■ What you need to do:
Repeat each entry as written and leave the images out of the copy.

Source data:
⁂

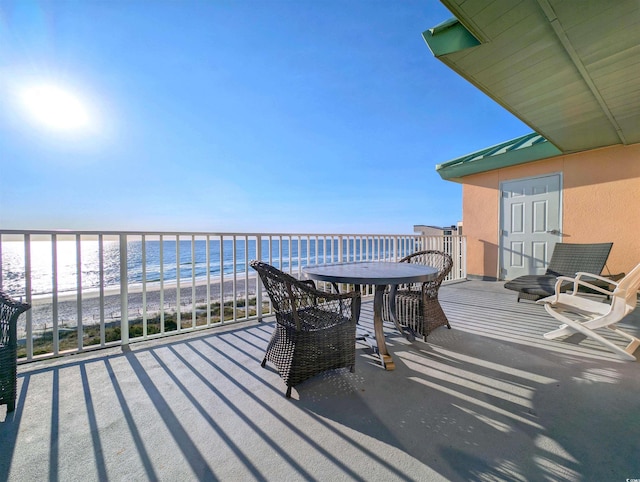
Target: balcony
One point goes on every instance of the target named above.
(489, 399)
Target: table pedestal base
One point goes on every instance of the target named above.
(385, 357)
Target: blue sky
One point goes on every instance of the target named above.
(253, 116)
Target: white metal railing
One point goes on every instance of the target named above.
(93, 289)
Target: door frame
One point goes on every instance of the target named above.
(500, 267)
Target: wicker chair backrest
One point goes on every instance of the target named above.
(291, 296)
(436, 259)
(569, 258)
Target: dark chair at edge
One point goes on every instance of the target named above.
(567, 259)
(10, 310)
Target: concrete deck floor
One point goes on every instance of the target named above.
(489, 399)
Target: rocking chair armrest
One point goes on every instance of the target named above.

⁂

■ Answer space:
Target: balcony
One point goes on every instance of the target named above.
(489, 399)
Target: table pedestal base
One point goes on every instance of the target named above.
(385, 357)
Target: blue sky
One point goes on every instance of the target named above.
(253, 116)
Target: white metal railing
One point goes on every instance of the target named above.
(93, 289)
Target: door frame
One point goes on every instance of the target named above.
(500, 267)
Target: wicker chair backrest
One point goes on every instance of the target named above.
(291, 296)
(436, 259)
(569, 258)
Target: dark chair at edge
One point goes on every instance of the target named above.
(567, 259)
(10, 310)
Target: concrete deck floor
One point goes on every instance of the target named above.
(489, 399)
Target: rocking chair armrest
One point goes on every instance of the target named above.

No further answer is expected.